[Excerpts of location labeling data]
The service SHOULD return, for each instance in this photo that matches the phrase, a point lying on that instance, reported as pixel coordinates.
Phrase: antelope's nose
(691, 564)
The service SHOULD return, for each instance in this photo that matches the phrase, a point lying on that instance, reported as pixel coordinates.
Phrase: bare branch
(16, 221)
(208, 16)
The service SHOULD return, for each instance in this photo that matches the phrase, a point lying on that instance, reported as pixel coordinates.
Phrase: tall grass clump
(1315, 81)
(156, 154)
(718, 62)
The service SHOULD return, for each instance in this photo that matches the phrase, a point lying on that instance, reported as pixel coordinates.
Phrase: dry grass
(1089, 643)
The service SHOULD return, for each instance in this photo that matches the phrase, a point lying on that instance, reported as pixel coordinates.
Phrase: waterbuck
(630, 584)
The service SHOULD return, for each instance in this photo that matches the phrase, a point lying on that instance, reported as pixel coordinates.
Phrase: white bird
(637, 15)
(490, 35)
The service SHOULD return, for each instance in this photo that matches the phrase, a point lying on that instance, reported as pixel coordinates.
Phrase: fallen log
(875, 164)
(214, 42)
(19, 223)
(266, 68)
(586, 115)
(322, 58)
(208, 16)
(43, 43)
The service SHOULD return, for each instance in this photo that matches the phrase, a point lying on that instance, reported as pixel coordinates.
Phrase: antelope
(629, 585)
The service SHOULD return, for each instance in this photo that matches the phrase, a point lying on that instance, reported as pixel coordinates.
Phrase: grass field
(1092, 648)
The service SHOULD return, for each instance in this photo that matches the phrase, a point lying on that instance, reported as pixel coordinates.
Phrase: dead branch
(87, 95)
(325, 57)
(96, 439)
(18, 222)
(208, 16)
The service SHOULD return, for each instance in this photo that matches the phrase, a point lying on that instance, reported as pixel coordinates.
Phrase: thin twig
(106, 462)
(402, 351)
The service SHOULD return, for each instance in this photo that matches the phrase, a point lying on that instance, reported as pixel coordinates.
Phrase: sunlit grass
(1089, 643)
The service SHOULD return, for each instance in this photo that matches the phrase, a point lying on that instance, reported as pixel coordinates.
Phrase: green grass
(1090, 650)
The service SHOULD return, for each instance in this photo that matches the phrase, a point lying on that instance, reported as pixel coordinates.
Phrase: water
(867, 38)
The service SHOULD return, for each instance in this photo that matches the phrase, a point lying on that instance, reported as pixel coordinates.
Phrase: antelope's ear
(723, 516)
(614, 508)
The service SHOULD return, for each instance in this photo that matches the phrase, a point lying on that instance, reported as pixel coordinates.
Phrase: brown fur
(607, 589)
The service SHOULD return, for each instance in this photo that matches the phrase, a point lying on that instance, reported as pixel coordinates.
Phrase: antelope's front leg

#### Problem description:
Express every line from the start of the items through the line containing "(1092, 648)", inclusive, as a JSON list of strings with one string per line. Leave out blank lines.

#### Exercise answer:
[
  "The service SHOULD return, for each instance in this photo that matches the phrase, a point lying on that instance, reported as pixel coordinates.",
  "Phrase: antelope's nose",
  "(691, 564)",
  "The service SHOULD return, for each instance in this photo that matches the phrase, a point lying on that instance, reported as pixel coordinates.",
  "Phrase: bare branch",
  "(16, 221)",
  "(208, 16)",
  "The service SHOULD return, for each instance in this photo that matches the phrase, a point lying on that instance, reported as pixel coordinates.",
  "Phrase: tall grass clump",
  "(1315, 81)",
  "(156, 154)",
  "(718, 62)",
  "The service SHOULD return, for each instance in this photo that matches the phrase, a point lying on that instance, reported as pixel coordinates.",
  "Phrase: dry grass",
  "(1089, 643)",
  "The service SHOULD return, for each instance in this photo that matches the phrase, a point lying on that instance, reported as pixel coordinates.",
  "Phrase: waterbuck",
  "(630, 584)",
  "The service SHOULD return, for each instance in this photo that matches the phrase, a point lying on that instance, reported as pixel coordinates.",
  "Phrase: white bird",
  "(637, 15)",
  "(490, 35)",
  "The service SHOULD return, for each instance in this photo that matches the phrase, a point lying on that instance, reported as pixel coordinates.",
  "Phrase: fallen log",
  "(875, 164)",
  "(214, 42)",
  "(19, 223)",
  "(266, 68)",
  "(586, 115)",
  "(322, 58)",
  "(208, 16)",
  "(43, 43)",
  "The service SHOULD return, for each instance in this photo that matches the phrase, a point lying on that instance, reported as pixel coordinates.",
  "Phrase: antelope",
  "(629, 585)",
  "The service SHOULD return, for each instance in this photo that matches the phrase, a point lying on that instance, reported as pixel coordinates.",
  "Phrase: grass field",
  "(1092, 648)"
]